▶ **Text excerpt**:
* * * * * * * * *

What began as a joke has become a career and an identification for the wire-haired, bespectacled, Hawaiian shirt-wearing accordian player.

But he never did shirk his studies.

"I finished up and actually got my degree," he said, "and to this day, I can still print pretty neatly, but that's about all I took with me from architecture school."

Perils in such a career were many, and Yankovic managed to avoid them all. Although he occasionally gets calls from weekly humor services all across the country, to write parodies for radio stations, he has declined their offers. He does not rush his muse, sometimes to the consternation of his record label.

"Luckily, the've been very good about that. I mean, before this album came out, there was a 3-year time period where I didn't have any records out. And everybody on my label was getting pretty antsy, for obvious reasons, and I wanted to have an album out, too, but there just wasn't anything I felt strongly enough about."

Weird Al paused, then added the words that changed his life: "Until Nirvana came along."

The Seattle-based alternative rock band Nirvana came out in 1991 with the smash hit Smells Like Teen Spirit, an elusive, vague riff with at times unintelligible lyrics.

* * * * * * * * *

Dataset rows:
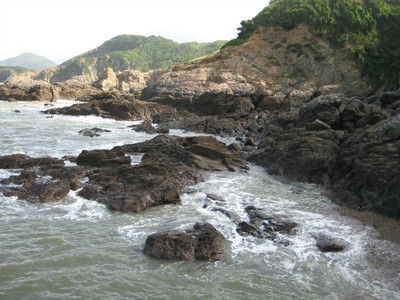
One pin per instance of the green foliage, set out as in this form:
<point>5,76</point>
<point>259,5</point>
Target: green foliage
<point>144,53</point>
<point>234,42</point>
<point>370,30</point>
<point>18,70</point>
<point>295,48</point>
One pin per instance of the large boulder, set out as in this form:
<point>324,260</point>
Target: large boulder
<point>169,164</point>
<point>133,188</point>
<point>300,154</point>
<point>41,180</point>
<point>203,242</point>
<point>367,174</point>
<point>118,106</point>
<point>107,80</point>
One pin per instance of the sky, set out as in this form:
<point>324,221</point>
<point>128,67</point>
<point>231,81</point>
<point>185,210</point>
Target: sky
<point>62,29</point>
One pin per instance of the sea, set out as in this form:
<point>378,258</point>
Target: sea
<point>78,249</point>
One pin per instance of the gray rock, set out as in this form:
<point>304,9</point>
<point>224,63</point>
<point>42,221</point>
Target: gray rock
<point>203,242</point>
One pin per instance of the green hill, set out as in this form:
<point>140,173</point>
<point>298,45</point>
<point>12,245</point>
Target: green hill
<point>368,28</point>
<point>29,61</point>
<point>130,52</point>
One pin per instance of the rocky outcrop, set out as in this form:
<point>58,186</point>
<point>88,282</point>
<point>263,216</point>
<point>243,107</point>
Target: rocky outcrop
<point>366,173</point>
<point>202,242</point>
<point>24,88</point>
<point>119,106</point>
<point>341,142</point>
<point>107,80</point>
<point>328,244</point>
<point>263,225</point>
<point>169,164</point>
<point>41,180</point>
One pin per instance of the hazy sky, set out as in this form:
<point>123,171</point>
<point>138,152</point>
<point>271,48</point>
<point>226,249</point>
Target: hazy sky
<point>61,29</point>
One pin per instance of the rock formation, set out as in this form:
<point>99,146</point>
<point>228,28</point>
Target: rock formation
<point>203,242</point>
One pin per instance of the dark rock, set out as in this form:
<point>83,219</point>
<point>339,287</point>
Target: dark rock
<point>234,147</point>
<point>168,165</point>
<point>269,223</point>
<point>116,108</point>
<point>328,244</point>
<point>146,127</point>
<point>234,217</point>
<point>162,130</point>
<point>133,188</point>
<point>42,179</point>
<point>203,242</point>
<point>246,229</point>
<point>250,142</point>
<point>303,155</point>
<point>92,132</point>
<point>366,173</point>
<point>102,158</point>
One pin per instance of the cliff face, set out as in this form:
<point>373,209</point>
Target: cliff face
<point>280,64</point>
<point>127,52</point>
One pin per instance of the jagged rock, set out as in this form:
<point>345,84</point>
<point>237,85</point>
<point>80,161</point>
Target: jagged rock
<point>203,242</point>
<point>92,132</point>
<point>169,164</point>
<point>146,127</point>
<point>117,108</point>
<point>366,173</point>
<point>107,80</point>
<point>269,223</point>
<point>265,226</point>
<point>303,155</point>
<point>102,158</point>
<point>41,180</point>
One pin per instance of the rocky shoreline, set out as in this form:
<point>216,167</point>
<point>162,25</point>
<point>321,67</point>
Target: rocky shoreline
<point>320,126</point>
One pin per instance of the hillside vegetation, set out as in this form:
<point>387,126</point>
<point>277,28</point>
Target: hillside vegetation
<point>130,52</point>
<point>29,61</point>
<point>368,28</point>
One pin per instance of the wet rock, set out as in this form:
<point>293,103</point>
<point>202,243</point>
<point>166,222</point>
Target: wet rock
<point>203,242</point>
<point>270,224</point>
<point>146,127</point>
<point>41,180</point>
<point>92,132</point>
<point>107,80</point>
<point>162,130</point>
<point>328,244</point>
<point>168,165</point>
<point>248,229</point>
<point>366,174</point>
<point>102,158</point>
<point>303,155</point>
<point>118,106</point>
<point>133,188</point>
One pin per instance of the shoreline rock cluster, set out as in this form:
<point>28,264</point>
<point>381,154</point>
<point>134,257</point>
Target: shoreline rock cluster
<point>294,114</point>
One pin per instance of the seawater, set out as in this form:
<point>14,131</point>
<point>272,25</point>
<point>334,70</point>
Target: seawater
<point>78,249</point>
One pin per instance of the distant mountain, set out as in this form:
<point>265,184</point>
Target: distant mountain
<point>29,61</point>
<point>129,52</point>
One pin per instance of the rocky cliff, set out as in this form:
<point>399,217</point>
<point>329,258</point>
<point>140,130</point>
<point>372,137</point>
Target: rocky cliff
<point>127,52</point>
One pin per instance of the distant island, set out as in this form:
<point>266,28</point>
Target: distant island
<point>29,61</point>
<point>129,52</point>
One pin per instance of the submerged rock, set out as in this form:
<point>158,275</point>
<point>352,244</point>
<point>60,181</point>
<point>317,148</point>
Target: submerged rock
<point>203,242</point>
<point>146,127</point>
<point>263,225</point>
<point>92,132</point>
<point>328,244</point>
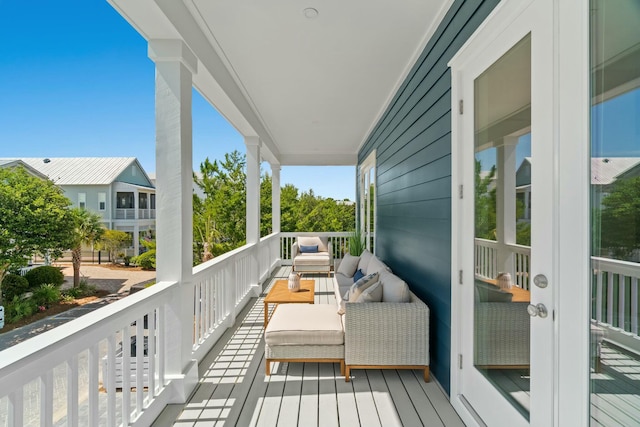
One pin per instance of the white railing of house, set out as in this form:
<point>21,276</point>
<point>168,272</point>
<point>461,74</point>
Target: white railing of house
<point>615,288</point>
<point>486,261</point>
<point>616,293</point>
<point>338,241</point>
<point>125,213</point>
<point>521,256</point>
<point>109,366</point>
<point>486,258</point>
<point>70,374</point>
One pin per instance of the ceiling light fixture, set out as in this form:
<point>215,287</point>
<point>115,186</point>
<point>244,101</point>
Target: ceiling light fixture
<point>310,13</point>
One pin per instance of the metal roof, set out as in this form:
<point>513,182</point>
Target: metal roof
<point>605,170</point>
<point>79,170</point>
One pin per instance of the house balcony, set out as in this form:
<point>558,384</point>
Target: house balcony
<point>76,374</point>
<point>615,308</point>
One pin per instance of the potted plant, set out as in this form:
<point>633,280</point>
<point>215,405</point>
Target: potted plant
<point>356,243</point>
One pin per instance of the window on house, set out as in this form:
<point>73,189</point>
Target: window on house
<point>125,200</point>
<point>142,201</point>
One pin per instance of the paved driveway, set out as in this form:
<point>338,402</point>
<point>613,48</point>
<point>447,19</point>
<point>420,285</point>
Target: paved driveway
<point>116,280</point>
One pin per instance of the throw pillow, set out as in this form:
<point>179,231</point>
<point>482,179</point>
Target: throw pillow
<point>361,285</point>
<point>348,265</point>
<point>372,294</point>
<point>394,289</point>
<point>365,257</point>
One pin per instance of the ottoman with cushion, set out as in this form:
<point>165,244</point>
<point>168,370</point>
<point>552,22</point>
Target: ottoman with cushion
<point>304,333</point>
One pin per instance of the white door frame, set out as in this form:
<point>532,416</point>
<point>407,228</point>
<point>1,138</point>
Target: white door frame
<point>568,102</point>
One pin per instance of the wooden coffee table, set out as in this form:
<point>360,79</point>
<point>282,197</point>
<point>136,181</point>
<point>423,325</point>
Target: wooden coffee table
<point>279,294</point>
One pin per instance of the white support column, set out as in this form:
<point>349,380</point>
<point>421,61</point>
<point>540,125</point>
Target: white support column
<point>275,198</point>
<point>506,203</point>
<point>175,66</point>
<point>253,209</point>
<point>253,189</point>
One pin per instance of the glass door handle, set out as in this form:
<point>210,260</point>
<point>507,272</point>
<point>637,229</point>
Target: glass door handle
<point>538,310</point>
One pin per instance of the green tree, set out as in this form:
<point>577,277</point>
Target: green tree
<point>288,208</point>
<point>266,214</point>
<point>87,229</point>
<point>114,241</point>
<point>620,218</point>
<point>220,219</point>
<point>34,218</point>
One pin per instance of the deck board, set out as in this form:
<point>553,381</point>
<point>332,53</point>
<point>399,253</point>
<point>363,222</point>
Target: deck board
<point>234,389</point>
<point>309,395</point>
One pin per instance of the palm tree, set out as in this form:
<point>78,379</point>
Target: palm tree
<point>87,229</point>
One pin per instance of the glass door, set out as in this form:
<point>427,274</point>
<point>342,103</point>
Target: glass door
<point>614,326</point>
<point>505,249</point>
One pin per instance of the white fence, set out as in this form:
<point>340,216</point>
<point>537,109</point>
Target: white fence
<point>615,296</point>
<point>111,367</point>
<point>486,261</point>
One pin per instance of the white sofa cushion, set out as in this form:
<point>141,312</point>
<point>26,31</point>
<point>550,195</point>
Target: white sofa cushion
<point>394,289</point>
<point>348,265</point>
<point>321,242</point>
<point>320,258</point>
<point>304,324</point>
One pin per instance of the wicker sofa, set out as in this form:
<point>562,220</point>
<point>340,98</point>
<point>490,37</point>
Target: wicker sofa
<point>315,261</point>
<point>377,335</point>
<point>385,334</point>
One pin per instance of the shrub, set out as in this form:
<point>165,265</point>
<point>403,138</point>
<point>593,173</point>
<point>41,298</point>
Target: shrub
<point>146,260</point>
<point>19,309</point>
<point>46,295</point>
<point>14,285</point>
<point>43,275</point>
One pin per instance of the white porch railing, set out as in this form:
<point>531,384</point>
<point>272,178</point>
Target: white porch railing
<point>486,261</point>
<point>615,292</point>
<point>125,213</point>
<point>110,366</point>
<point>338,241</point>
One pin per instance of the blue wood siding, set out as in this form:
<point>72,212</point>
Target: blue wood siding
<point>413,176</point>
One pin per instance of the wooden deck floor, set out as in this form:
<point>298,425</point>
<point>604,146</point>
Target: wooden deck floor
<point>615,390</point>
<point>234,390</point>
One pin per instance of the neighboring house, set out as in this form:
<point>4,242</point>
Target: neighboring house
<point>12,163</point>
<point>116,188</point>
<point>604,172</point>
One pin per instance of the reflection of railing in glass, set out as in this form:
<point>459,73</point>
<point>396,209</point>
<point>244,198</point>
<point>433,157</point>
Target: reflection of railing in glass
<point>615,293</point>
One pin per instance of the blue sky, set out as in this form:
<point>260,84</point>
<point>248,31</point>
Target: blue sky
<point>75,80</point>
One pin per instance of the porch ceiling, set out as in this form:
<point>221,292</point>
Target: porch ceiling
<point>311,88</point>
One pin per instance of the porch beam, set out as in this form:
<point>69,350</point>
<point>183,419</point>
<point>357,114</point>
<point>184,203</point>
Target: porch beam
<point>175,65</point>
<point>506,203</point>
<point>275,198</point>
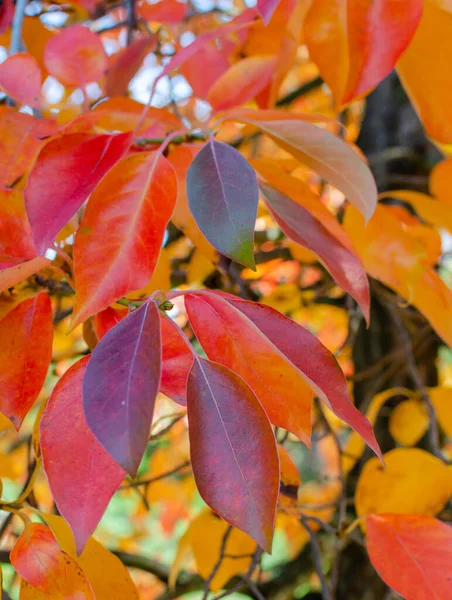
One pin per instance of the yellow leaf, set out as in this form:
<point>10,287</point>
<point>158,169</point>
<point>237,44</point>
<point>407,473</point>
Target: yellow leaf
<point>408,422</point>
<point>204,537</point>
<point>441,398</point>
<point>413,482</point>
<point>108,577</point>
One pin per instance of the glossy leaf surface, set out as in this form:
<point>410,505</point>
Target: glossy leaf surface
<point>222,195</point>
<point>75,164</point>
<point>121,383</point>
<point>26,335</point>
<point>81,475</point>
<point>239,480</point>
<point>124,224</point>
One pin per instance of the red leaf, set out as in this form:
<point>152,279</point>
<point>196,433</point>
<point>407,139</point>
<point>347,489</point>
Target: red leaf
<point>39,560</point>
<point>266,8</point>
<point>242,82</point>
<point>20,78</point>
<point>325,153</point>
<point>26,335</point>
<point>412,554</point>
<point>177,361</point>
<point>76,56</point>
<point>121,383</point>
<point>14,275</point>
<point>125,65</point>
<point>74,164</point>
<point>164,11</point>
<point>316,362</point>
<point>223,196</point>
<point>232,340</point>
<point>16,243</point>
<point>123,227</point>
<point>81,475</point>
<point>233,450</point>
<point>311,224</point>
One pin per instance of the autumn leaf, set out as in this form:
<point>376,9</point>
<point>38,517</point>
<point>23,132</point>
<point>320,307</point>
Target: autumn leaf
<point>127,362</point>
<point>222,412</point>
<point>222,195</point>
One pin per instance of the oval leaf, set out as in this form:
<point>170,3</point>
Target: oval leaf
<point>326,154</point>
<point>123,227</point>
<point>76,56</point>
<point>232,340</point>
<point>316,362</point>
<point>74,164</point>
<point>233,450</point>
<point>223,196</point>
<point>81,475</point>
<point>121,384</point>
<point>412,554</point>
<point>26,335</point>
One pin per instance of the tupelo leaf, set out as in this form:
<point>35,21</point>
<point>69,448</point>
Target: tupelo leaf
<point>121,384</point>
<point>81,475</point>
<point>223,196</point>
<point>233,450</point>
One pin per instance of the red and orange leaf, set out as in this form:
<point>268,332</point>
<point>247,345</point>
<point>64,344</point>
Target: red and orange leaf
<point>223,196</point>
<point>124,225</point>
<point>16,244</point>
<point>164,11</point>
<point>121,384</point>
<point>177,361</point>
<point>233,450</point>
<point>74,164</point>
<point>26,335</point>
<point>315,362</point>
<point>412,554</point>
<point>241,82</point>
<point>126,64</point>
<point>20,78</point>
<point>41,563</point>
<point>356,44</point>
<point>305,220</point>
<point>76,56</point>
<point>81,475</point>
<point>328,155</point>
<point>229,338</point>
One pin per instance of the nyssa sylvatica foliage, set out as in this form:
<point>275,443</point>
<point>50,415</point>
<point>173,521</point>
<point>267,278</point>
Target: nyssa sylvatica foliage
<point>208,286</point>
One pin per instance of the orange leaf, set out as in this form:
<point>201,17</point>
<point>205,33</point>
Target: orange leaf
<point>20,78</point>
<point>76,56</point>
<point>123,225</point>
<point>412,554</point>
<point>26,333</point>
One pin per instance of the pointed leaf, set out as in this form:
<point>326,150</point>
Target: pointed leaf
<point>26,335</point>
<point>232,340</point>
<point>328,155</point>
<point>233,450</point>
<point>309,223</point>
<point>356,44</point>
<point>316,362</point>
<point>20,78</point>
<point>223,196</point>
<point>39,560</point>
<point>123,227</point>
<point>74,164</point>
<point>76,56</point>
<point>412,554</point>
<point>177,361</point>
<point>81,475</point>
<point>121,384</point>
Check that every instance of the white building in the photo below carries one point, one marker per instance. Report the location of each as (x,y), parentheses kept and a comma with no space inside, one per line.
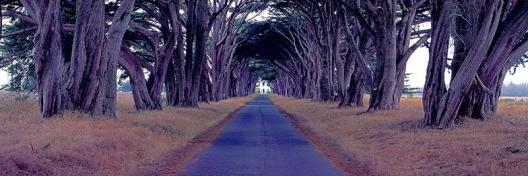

* * * * * * * * *

▶ **Task directions**:
Copy the stretch of the passage about Weird Al Yankovic from "Perils in such" through "his record label.", replacing "parodies" with "spoofs". These rows have nothing to do with the passage about Weird Al Yankovic.

▶ **The reply**:
Perils in such a career were many, and Yankovic managed to avoid them all. Although he occasionally gets calls from weekly humor services all across the country, to write spoofs for radio stations, he has declined their offers. He does not rush his muse, sometimes to the consternation of his record label.